BEGIN RAW RECORDS

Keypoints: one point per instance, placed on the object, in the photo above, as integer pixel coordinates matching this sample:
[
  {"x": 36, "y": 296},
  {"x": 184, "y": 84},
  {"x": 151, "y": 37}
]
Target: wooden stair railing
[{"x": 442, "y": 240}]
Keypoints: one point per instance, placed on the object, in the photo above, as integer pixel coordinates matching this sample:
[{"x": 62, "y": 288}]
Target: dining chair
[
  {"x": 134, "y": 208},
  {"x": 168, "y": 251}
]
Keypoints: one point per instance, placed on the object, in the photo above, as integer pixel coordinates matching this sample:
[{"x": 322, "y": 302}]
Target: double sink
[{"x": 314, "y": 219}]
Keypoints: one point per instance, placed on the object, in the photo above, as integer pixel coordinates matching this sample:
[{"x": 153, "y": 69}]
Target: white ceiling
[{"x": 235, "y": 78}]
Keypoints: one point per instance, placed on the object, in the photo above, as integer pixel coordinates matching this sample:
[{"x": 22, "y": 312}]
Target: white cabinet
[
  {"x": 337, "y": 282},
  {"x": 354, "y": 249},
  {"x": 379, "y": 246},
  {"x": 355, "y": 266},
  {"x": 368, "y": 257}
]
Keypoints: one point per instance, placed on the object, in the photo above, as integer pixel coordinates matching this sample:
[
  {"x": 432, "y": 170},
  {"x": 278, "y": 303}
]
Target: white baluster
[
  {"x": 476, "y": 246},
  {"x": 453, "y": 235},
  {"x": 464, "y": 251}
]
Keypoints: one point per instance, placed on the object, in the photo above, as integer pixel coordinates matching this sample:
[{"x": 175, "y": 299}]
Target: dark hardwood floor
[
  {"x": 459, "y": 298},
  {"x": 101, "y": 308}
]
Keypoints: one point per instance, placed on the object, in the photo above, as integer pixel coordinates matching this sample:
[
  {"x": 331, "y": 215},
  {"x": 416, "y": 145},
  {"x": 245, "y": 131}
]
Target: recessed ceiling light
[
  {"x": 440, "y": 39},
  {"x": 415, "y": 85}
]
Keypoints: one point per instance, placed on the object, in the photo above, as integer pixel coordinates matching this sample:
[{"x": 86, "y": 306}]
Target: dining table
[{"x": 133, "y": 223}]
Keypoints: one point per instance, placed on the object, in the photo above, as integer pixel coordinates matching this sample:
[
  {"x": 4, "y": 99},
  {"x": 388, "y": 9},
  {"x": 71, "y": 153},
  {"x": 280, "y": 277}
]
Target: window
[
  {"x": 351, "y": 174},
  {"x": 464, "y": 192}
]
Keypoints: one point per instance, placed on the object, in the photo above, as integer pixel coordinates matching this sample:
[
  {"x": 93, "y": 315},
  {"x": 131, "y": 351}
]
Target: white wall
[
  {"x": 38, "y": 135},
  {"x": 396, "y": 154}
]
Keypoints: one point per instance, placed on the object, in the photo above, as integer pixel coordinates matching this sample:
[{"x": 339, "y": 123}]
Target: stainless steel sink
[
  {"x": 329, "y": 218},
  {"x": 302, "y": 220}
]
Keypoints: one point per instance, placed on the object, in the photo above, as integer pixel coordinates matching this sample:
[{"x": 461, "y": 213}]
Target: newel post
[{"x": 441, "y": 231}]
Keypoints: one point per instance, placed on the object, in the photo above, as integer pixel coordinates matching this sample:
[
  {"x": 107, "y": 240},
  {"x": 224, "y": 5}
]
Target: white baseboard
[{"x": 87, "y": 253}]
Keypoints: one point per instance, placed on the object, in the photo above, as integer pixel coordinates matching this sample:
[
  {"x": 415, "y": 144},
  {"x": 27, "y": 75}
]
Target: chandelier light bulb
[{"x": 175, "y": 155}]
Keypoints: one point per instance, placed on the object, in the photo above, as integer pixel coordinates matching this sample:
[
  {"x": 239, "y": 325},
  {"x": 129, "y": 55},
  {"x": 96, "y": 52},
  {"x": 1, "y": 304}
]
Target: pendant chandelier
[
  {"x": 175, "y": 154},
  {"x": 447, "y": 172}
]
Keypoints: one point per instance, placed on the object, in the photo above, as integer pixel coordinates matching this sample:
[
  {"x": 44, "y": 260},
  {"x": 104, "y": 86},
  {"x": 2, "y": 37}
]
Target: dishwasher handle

END RAW RECORDS

Repeat the listing above without any change.

- **FINAL RESULT**
Keypoints: one point per instance, placed on the object, in the photo above, as integer pixel coordinates matching this sample:
[
  {"x": 36, "y": 296},
  {"x": 184, "y": 84},
  {"x": 151, "y": 37}
]
Target: wooden stair railing
[{"x": 442, "y": 240}]
Keypoints: one point per instance, placed on the object, in the photo above, as integer pixel coordinates matching this sample:
[{"x": 62, "y": 288}]
Target: dining chair
[
  {"x": 134, "y": 208},
  {"x": 168, "y": 251}
]
Keypoints: one point per instance, placed on the object, in the photo above, as integer pixel coordinates matching this sample:
[{"x": 322, "y": 302}]
Target: double sink
[{"x": 314, "y": 219}]
Keypoints: one point per instance, placed on the object, in the photo above, as integer pixel coordinates matching this sample:
[{"x": 153, "y": 69}]
Target: white ceiling
[{"x": 235, "y": 78}]
Keypoints: one point per instance, placed on the object, in the photo above, as integer pixel coordinates matching this sample:
[{"x": 22, "y": 312}]
Target: white cabinet
[
  {"x": 337, "y": 282},
  {"x": 354, "y": 249},
  {"x": 379, "y": 246},
  {"x": 355, "y": 266},
  {"x": 368, "y": 257}
]
Keypoints: one point per instance, placed on the object, in the photo above, as integer pixel coordinates matching this sample:
[
  {"x": 432, "y": 170},
  {"x": 278, "y": 303}
]
Target: white baluster
[
  {"x": 476, "y": 246},
  {"x": 453, "y": 235},
  {"x": 464, "y": 251}
]
Keypoints: one point per instance, placed on the object, in the photo above, as integer pixel coordinates matching this sample:
[{"x": 175, "y": 299}]
Target: dark hardwood floor
[
  {"x": 459, "y": 298},
  {"x": 101, "y": 308}
]
Keypoints: one point per instance, placed on the object, in the photo above, as integer pixel coordinates matching this sample:
[
  {"x": 331, "y": 215},
  {"x": 416, "y": 145},
  {"x": 245, "y": 131}
]
Target: recessed ceiling light
[
  {"x": 440, "y": 39},
  {"x": 415, "y": 85}
]
Keypoints: one point per instance, placed on the object, in the photo above, as integer pixel coordinates matching this sample:
[{"x": 86, "y": 306}]
Target: dining table
[{"x": 133, "y": 223}]
Keypoints: one point per instance, placed on the object, in the photo above, as integer pixel coordinates matching this sample:
[
  {"x": 4, "y": 99},
  {"x": 388, "y": 9},
  {"x": 71, "y": 153},
  {"x": 280, "y": 277}
]
Target: window
[
  {"x": 351, "y": 174},
  {"x": 464, "y": 192}
]
Keypoints: one point per instance, placed on the object, in the photo above, as integer pixel coordinates matching this sample:
[
  {"x": 93, "y": 315},
  {"x": 131, "y": 351}
]
Target: white wall
[
  {"x": 38, "y": 135},
  {"x": 396, "y": 154}
]
Keypoints: one point per instance, placed on the object, in the photo above, as integer pixel coordinates matching this sample:
[{"x": 339, "y": 123}]
Target: stainless steel sink
[
  {"x": 329, "y": 218},
  {"x": 302, "y": 220}
]
Keypoints: one point per instance, placed on the object, in the photo above, as integer pixel coordinates matching this sample:
[{"x": 461, "y": 213}]
Target: newel post
[{"x": 441, "y": 231}]
Keypoints: one point per instance, placed on the object, in the photo above, as integer pixel coordinates matching this sample:
[
  {"x": 107, "y": 240},
  {"x": 224, "y": 5}
]
Target: white baseboard
[{"x": 87, "y": 253}]
Keypoints: one point per instance, placed on the object, in the photo above, as integer pixel coordinates matching this sample:
[
  {"x": 415, "y": 144},
  {"x": 27, "y": 75}
]
Target: chandelier light bulb
[{"x": 175, "y": 155}]
Keypoints: one point per instance, placed on the object, in the photo above, as integer pixel coordinates matching this sample:
[
  {"x": 239, "y": 325},
  {"x": 129, "y": 55},
  {"x": 96, "y": 52},
  {"x": 1, "y": 304}
]
Target: pendant chandelier
[
  {"x": 175, "y": 154},
  {"x": 447, "y": 172}
]
Keypoints: one point per instance, placed on the object, in the photo above, as integer pixel coordinates matching this sample:
[
  {"x": 44, "y": 260},
  {"x": 104, "y": 86},
  {"x": 2, "y": 37}
]
Target: dishwasher handle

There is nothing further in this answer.